◆ Required action 1
List every specific injury or lasting harm named in the passage on bicycle helmets and risk.
◆ Required action 2
Summarize the passage on bicycle helmets and risk in two sentences.
◆ Required action 3
Extend the passage on bicycle helmets and risk, picking up right after its final sentence.

◆ Passage provided
Segment Open

Bicycle helmets protect against bruises and minor lacerations.
Yet, cycling injuries tripled after Australia introduced a helmet law.
How can the widespread wearing of helmets increase the risk of injuries?
Although helmets protect, they can also increase the risk of accidents.
Increase risk of accidents
A false sense of safety can induce people to take more risks, leading to more accidents and more injuries. This is risk compensation, a well-known safety factor:
“the law of unintended consequences is extraordinarily applicable when talking about safety innovations. Sometimes things intended to make us safer may not make any improvement at all to our overall safety”
Wearing a helmet can induce cyclists to take more risks. This can lead to permanent disability, as reported in the New York Times:
“the increased use of bike helmets may have had an unintended consequence: riders may feel an inflated sense of security and take more risks. …
The helmet he was wearing did not protect his neck; he was paralyzed from the neck down. …
”It didn’t cross my mind that this could happen,” said Philip, now 17.

Segment Closed

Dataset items
Segment Open

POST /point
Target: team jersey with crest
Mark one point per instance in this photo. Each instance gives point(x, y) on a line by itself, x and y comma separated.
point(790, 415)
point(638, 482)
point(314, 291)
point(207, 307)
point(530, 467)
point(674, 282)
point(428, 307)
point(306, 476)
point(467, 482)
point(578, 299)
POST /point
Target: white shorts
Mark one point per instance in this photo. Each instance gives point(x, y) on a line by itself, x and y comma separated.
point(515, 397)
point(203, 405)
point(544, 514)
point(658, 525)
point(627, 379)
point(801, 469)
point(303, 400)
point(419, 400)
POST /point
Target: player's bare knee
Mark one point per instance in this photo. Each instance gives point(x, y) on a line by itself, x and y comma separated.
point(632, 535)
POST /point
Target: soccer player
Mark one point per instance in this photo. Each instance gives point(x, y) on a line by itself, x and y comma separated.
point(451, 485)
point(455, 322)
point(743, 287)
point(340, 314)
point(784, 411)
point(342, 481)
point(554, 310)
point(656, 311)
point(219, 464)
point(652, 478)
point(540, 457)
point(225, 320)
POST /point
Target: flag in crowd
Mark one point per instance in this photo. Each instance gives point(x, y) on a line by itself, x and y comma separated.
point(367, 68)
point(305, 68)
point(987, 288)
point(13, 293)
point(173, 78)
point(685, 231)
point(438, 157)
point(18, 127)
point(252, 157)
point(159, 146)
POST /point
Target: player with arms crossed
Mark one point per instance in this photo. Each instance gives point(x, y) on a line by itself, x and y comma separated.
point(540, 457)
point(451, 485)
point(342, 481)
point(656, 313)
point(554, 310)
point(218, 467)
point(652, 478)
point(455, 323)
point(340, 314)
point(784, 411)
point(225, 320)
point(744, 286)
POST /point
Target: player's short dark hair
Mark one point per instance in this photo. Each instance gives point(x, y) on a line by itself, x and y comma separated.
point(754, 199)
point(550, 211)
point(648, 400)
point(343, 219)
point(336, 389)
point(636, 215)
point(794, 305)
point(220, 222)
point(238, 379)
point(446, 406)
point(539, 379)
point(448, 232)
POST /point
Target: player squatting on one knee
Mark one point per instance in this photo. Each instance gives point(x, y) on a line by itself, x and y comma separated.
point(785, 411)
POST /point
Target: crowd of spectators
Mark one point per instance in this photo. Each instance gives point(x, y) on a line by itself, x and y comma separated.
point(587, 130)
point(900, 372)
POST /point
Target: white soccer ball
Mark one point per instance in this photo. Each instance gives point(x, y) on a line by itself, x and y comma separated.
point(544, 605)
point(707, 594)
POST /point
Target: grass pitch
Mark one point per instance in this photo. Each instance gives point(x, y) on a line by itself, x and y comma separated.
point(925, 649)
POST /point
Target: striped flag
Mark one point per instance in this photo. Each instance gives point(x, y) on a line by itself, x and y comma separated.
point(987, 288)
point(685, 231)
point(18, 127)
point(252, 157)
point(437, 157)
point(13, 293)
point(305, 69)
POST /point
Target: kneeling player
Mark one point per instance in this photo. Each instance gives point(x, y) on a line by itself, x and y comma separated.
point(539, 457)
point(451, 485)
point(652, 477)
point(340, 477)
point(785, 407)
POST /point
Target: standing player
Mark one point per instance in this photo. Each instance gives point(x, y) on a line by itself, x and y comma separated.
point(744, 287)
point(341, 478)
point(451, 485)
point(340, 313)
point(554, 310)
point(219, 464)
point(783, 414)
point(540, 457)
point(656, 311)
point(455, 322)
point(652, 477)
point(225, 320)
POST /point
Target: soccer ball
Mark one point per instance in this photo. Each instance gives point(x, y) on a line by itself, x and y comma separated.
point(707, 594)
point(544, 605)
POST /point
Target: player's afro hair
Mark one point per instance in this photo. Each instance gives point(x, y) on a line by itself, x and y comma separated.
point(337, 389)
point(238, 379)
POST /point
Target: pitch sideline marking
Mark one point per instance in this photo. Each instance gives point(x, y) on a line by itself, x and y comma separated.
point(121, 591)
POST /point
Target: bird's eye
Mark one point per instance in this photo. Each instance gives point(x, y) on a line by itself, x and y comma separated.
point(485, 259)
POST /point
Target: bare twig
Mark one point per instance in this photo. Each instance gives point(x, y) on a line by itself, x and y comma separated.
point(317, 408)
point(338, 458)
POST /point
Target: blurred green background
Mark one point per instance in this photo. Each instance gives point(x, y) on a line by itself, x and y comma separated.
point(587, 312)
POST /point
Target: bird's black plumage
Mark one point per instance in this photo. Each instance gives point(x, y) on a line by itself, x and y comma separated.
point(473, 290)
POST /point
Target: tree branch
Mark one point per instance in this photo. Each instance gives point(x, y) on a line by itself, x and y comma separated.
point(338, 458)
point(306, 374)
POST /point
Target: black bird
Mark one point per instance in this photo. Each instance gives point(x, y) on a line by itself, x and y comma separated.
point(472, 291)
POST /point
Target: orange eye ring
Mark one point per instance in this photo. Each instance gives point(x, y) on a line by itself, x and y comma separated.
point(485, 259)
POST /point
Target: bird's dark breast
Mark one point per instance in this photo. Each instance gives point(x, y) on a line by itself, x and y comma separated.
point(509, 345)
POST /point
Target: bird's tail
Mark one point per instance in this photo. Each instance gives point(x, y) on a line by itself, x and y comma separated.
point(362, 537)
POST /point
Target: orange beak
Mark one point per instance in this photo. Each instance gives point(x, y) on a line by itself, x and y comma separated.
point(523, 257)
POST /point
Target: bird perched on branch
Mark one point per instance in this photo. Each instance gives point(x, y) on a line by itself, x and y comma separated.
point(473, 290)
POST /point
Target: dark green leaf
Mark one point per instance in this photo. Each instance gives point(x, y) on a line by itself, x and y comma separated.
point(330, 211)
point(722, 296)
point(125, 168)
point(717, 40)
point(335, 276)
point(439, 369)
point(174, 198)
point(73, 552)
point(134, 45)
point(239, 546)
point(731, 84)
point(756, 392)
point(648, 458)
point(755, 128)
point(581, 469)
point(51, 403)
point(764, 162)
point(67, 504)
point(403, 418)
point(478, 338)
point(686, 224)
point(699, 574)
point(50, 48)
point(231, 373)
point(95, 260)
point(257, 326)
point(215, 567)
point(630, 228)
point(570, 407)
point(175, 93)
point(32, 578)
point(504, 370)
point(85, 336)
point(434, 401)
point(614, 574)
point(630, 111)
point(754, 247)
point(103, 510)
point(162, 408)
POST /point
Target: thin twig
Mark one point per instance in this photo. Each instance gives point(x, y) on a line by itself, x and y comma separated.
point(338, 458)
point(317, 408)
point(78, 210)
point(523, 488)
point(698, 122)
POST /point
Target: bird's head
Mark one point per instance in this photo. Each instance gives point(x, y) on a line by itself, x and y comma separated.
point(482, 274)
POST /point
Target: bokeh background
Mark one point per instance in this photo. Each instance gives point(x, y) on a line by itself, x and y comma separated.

Segment Closed

◆ Response area 1
- Bruises
- Minor lacerations
- Permanent disability
- Paralysis from the neck down

◆ Response area 2
Bicycle helmets protect against bruises and minor lacerations, yet cycling injuries tripled after Australia introduced a helmet law. The passage explains this as risk compensation: a false sense of safety can lead cyclists to take more risks, which causes more accidents and injuries, even permanent disability.

◆ Response area 3
”I definitely felt safe. I wouldn’t do something like that without a helmet.” ”
A 1989 study found that helmet wearers were 7 times more likely to have accidents.
Risk compensation also affects motorists who tend to be less careful around helmeted cyclists. As reported in a study published by the University of Bath in the UK:
“Bicyclists who wear protective helmets are more likely to be struck by passing vehicles”
Children are affected by risk compensation, as reported in Accident Analysis and Prevention :
“Results indicated that children went more quickly and behaved more recklessly when wearing safety gear than when not wearing gear, providing evidence of risk compensation.”
Helmets encourage people to ride faster, as reported by the Risk Analysis international journal:
“those who use helmets routinely perceive reduced risk when wearing a helmet, and compensate by cycling faster”
The severity of injuries is much higher at higher speeds.
Many people believe that helmets protect against brain injury. Do they?
What causes brain injury?
In 1960, people believed that brain injury was due to linear acceleration, from the head hitting a wall for example. This belief has shaped the design of bicycle helmets.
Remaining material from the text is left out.